Reading passage >>
*** Block opens ***

The paper introduces a novel multi‑valued extension of logic programs under the stable‑model semantics, where every true atom in a model is equipped with a set of justifications represented as causal graphs. A causal graph (c‑graph) is a reflexive and transitive directed graph whose vertices are rule labels; edges encode a partial ordering of rule applications in a derivation. The subgraph relation is inverted to define a “sufficient” ordering (G ≤ G′ iff G ⊇ G′), meaning that a larger graph contains at least as much causal information as a smaller one.

Two basic algebraic operations are defined on graphs. The product ‘∗’ corresponds to the union of two graphs followed by transitive closure, modelling joint causation. The concatenation ‘·’ connects every vertex of the first graph to every vertex of the second, then closes transitively, modelling sequential rule application. Concatenation is non‑commutative, while product is commutative; moreover, G·G′ ≤ G∗G′ (concatenation is sufficient for the product).

To capture alternative independent causes, the authors lift individual graphs to ideals of the partially ordered set (C_Lb, ≤). An ideal is a downward‑closed set; it can be compactly represented by its maximal elements S, written ↓S. A causal value is any such ideal, and the collection of all causal values V_Lb forms a free, completely distributive lattice. The lattice operations are: meet (∗) as set intersection, join (+) as set union, and concatenation (·) as the ideal generated by all pairwise concatenations of elements from the two operands. The lattice has bottom 0 (the empty ideal, representing falsity) and top 1 (the ideal of the empty graph, representing absolute truth).

*** Block closes ***

Task item >> Copy the passage on causal graphs starting at "Two basic algebraic" and ending at "for the product).", changing "joint causation" to "combined causation".

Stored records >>
*** Block opens ***

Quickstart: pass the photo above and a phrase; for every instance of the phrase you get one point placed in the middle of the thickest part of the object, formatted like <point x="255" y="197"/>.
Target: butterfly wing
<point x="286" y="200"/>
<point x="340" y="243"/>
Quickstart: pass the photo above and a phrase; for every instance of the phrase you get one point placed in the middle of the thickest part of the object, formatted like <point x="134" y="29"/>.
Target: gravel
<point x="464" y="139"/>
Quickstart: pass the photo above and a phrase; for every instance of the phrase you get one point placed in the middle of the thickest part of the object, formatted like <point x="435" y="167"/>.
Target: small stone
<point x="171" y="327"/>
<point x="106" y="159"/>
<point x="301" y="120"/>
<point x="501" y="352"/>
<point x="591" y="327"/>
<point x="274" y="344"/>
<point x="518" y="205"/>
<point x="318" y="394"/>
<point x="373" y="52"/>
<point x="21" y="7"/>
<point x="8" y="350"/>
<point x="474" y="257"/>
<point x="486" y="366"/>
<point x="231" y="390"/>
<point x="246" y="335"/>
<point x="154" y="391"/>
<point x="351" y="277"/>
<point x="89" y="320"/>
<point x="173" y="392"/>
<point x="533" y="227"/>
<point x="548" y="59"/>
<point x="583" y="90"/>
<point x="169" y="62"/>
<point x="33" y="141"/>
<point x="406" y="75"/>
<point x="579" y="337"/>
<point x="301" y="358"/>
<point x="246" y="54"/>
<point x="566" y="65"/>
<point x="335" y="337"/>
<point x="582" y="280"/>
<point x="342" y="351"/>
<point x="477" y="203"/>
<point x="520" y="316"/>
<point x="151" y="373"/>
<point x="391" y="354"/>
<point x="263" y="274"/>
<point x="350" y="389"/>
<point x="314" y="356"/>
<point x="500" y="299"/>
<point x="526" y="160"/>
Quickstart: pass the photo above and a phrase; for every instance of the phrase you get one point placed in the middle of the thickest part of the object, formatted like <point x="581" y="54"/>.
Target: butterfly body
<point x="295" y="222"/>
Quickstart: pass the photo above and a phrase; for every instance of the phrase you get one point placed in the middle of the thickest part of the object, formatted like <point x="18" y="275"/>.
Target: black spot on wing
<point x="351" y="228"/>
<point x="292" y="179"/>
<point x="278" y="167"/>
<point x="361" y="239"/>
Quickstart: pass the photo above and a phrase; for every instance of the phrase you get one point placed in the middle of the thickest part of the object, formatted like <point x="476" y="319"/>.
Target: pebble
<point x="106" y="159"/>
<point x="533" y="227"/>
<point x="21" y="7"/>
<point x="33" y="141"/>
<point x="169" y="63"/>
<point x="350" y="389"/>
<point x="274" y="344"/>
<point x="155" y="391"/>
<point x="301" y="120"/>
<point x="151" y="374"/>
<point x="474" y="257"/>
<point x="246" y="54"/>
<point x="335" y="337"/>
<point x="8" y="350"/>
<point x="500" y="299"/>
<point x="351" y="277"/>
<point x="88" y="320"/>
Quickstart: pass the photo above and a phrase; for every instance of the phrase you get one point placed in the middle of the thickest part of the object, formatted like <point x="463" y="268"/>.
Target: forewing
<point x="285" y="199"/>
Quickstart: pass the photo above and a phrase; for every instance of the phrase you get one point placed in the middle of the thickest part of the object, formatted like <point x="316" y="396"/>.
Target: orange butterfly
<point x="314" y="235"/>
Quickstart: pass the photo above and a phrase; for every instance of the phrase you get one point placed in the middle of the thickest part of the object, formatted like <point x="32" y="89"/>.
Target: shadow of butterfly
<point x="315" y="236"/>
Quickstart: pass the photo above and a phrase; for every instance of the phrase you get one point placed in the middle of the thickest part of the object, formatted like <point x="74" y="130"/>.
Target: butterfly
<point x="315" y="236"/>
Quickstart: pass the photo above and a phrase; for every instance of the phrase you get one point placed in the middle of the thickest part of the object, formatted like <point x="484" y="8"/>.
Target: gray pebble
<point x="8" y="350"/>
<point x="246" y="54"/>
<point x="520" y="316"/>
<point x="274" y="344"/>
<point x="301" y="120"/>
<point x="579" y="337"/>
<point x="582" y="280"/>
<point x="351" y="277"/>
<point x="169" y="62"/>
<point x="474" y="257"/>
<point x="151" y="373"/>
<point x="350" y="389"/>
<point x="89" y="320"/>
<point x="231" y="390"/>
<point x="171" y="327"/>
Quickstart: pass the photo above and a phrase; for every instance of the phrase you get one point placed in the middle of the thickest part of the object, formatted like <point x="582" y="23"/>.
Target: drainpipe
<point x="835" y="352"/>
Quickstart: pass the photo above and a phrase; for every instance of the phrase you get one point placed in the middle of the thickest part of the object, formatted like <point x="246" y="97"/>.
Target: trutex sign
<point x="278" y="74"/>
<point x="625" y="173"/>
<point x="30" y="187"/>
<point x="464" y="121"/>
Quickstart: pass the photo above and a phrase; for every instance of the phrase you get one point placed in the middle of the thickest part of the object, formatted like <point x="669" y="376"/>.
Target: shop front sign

*** Block closes ***

Output for this task >>
Two basic algebraic operations are defined on graphs. The product ‘∗’ corresponds to the union of two graphs followed by transitive closure, modelling combined causation. The concatenation ‘·’ connects every vertex of the first graph to every vertex of the second, then closes transitively, modelling sequential rule application. Concatenation is non‑commutative, while product is commutative; moreover, G·G′ ≤ G∗G′ (concatenation is sufficient for the product).